[Photo-based point labeling data]
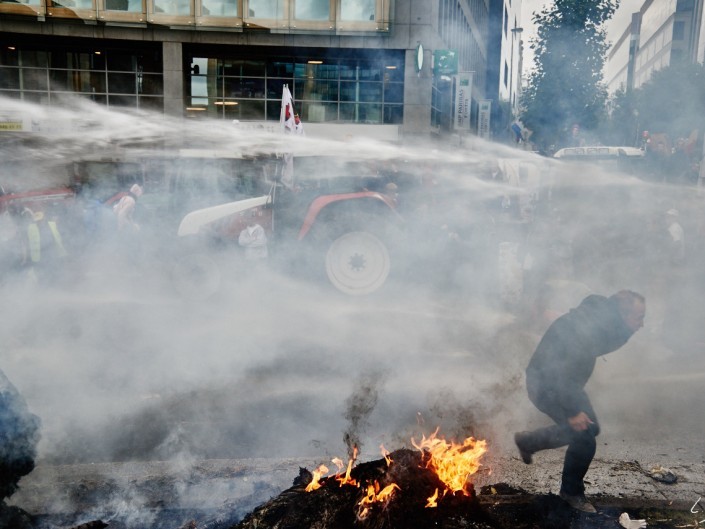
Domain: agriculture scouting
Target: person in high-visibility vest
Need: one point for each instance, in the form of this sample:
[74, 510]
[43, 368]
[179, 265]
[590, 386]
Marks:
[45, 247]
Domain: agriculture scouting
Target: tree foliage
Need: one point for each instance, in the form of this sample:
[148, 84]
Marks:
[671, 102]
[566, 86]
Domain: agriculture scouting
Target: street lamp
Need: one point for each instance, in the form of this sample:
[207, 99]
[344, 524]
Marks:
[512, 92]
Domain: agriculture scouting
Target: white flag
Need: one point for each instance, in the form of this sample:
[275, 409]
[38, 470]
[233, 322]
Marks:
[286, 118]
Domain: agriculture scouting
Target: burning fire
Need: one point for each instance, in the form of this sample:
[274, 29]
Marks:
[317, 474]
[375, 495]
[453, 463]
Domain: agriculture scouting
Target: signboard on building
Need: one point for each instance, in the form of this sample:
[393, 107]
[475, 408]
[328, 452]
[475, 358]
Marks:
[445, 62]
[483, 118]
[11, 120]
[462, 101]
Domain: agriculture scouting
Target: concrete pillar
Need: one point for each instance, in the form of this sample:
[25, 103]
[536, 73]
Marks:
[174, 104]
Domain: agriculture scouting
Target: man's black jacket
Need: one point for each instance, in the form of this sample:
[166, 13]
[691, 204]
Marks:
[565, 357]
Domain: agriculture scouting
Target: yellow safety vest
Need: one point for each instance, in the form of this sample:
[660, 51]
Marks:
[35, 241]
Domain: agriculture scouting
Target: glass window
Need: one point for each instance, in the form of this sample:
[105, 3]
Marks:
[243, 87]
[393, 73]
[246, 68]
[244, 110]
[357, 9]
[360, 92]
[73, 4]
[9, 57]
[122, 101]
[219, 8]
[275, 87]
[10, 78]
[280, 69]
[122, 61]
[266, 8]
[362, 71]
[152, 85]
[60, 80]
[321, 90]
[25, 2]
[133, 6]
[359, 113]
[319, 112]
[172, 7]
[34, 58]
[71, 80]
[393, 93]
[316, 71]
[393, 114]
[122, 83]
[312, 10]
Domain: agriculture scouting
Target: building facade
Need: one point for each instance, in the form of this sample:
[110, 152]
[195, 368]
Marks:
[662, 33]
[345, 61]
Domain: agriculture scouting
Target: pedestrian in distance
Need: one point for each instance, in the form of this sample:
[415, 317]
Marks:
[44, 251]
[556, 376]
[125, 209]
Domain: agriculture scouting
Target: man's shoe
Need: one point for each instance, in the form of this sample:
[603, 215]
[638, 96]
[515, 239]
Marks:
[578, 502]
[520, 441]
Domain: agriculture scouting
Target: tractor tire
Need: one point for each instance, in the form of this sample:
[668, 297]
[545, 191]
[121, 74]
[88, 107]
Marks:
[357, 263]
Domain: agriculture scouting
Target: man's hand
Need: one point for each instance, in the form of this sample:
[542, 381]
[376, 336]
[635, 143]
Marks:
[580, 422]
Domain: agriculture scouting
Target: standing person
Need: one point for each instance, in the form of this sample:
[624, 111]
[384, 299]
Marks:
[125, 209]
[676, 248]
[44, 251]
[557, 373]
[254, 240]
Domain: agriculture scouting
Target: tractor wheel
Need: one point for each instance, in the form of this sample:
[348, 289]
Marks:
[357, 263]
[196, 276]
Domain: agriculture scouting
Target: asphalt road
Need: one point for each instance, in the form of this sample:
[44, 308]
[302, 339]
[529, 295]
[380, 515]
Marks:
[149, 399]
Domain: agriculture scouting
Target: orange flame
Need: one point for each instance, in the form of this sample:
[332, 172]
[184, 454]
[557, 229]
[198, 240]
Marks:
[315, 482]
[453, 463]
[345, 480]
[432, 501]
[385, 454]
[375, 495]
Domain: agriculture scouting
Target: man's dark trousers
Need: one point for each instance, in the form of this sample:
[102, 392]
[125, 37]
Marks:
[581, 445]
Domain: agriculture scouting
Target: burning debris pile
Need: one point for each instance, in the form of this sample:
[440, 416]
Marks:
[19, 435]
[428, 487]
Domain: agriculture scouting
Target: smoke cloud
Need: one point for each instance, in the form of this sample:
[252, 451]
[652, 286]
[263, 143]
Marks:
[123, 363]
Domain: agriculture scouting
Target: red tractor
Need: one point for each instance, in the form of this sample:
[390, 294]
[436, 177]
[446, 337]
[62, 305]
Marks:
[342, 229]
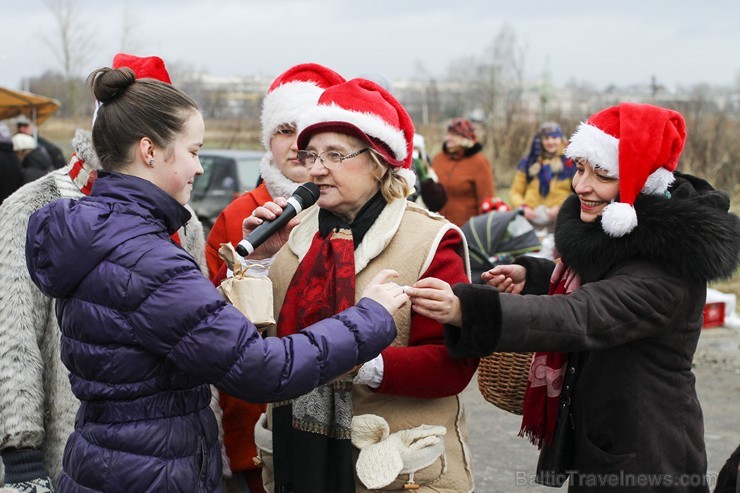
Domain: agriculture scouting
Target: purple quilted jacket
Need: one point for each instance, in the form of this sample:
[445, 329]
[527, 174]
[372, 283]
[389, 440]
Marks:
[144, 333]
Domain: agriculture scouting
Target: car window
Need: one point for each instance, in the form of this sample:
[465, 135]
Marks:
[249, 172]
[217, 174]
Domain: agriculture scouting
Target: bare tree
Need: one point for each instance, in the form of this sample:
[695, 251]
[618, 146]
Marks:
[72, 47]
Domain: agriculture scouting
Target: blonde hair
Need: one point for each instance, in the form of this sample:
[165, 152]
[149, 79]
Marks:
[392, 184]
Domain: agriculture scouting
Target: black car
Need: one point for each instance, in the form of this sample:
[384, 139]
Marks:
[227, 173]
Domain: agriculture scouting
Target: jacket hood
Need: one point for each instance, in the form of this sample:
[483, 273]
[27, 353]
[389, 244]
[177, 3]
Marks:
[68, 238]
[691, 234]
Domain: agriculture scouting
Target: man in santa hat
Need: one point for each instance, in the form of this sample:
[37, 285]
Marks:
[291, 94]
[37, 407]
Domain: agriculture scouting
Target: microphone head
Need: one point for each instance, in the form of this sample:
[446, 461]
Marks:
[307, 194]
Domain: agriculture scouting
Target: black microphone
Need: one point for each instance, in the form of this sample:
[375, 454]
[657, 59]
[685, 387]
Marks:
[305, 196]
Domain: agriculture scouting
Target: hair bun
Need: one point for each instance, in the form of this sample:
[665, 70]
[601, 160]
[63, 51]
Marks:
[109, 83]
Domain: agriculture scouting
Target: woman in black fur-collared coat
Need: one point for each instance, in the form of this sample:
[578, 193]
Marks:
[611, 396]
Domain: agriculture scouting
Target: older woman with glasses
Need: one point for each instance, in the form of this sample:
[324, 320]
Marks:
[397, 422]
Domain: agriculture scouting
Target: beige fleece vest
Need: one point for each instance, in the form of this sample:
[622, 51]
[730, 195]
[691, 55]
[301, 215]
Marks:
[409, 252]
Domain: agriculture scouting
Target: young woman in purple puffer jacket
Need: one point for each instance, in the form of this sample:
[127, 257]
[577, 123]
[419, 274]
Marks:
[144, 333]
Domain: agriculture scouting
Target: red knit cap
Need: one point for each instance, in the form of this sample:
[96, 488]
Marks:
[149, 67]
[638, 143]
[364, 109]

■ Exercise details: How many lines above contain the word "purple"? Case counts, and the reply should be only the number.

■ Result: 2